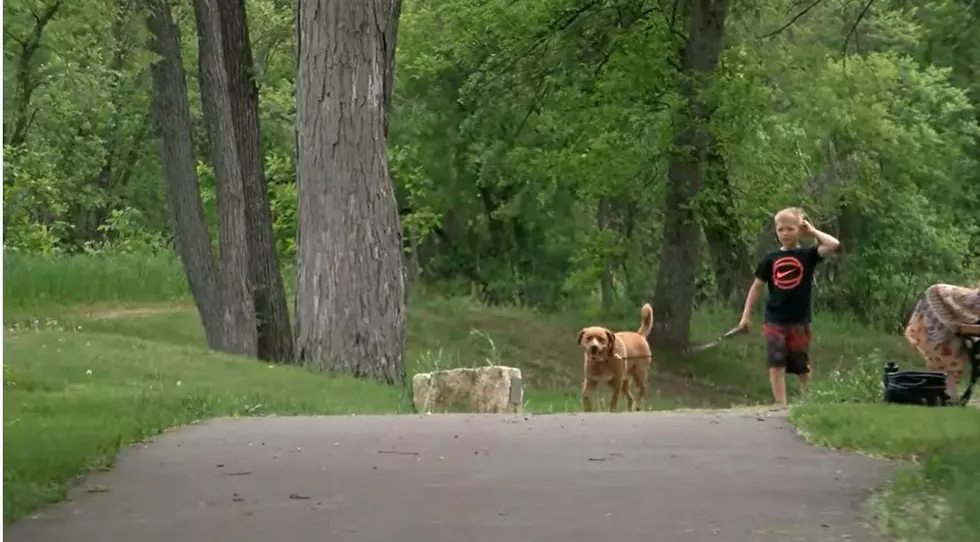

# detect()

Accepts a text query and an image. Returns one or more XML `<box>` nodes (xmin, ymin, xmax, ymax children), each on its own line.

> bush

<box><xmin>803</xmin><ymin>349</ymin><xmax>886</xmax><ymax>404</ymax></box>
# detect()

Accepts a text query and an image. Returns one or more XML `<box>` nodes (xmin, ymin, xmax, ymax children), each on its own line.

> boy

<box><xmin>738</xmin><ymin>207</ymin><xmax>840</xmax><ymax>408</ymax></box>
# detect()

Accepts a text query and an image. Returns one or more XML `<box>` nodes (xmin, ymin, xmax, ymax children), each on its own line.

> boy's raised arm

<box><xmin>738</xmin><ymin>277</ymin><xmax>766</xmax><ymax>330</ymax></box>
<box><xmin>803</xmin><ymin>220</ymin><xmax>840</xmax><ymax>258</ymax></box>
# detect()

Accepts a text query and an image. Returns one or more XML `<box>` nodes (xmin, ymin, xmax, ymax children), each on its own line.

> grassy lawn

<box><xmin>790</xmin><ymin>370</ymin><xmax>980</xmax><ymax>542</ymax></box>
<box><xmin>3</xmin><ymin>254</ymin><xmax>936</xmax><ymax>523</ymax></box>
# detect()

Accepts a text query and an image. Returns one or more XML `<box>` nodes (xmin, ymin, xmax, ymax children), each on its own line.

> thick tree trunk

<box><xmin>194</xmin><ymin>0</ymin><xmax>258</xmax><ymax>357</ymax></box>
<box><xmin>147</xmin><ymin>0</ymin><xmax>224</xmax><ymax>349</ymax></box>
<box><xmin>651</xmin><ymin>0</ymin><xmax>728</xmax><ymax>350</ymax></box>
<box><xmin>296</xmin><ymin>0</ymin><xmax>405</xmax><ymax>384</ymax></box>
<box><xmin>701</xmin><ymin>142</ymin><xmax>753</xmax><ymax>310</ymax></box>
<box><xmin>219</xmin><ymin>0</ymin><xmax>293</xmax><ymax>361</ymax></box>
<box><xmin>595</xmin><ymin>196</ymin><xmax>614</xmax><ymax>315</ymax></box>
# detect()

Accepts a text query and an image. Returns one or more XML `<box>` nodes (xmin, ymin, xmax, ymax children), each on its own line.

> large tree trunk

▶ AIM
Rewrite all the rows above with "Accepts" changed to "Takes" and nothing else altered. Omit the pictures.

▶ ANSWER
# detect()

Takes a text query and an image. Returns one or more XML `<box>` nodes (xmin, ymin, xmax, ymax children), each on its own line.

> bush

<box><xmin>803</xmin><ymin>349</ymin><xmax>886</xmax><ymax>404</ymax></box>
# detect()

Takes a text query and an image. Returns one or more XML `<box>` nodes (xmin, ymin, xmax, ymax children), each on its own line.

> boy

<box><xmin>738</xmin><ymin>207</ymin><xmax>840</xmax><ymax>408</ymax></box>
# detect()

Takes a text query and an image. Returns one or more XML `<box>` nodes (xmin, ymin, xmax, ymax children), each on its own line.

> boy's raised arm

<box><xmin>738</xmin><ymin>277</ymin><xmax>766</xmax><ymax>330</ymax></box>
<box><xmin>803</xmin><ymin>220</ymin><xmax>840</xmax><ymax>258</ymax></box>
# detect()

Takes a text query and an image. Returns one or more XML `<box>` nodes (xmin, ymin, xmax, ymax children), each on its own line.

> grassy lawn

<box><xmin>790</xmin><ymin>370</ymin><xmax>980</xmax><ymax>542</ymax></box>
<box><xmin>3</xmin><ymin>254</ymin><xmax>936</xmax><ymax>523</ymax></box>
# detect()

Takes a text query and an image. Returns one or more XML `<box>` nodes (xmin, ymin, xmax, ymax children), each on its own line.

> thick tree trunk

<box><xmin>194</xmin><ymin>0</ymin><xmax>258</xmax><ymax>357</ymax></box>
<box><xmin>147</xmin><ymin>0</ymin><xmax>224</xmax><ymax>349</ymax></box>
<box><xmin>651</xmin><ymin>0</ymin><xmax>728</xmax><ymax>350</ymax></box>
<box><xmin>296</xmin><ymin>0</ymin><xmax>405</xmax><ymax>384</ymax></box>
<box><xmin>701</xmin><ymin>142</ymin><xmax>753</xmax><ymax>310</ymax></box>
<box><xmin>219</xmin><ymin>0</ymin><xmax>293</xmax><ymax>361</ymax></box>
<box><xmin>595</xmin><ymin>196</ymin><xmax>614</xmax><ymax>315</ymax></box>
# detect()

Takes a text query and an image. Returns one or more XML `<box>` nodes (xmin, ymin, xmax, ymax children), each on its own line.

> large tree trunk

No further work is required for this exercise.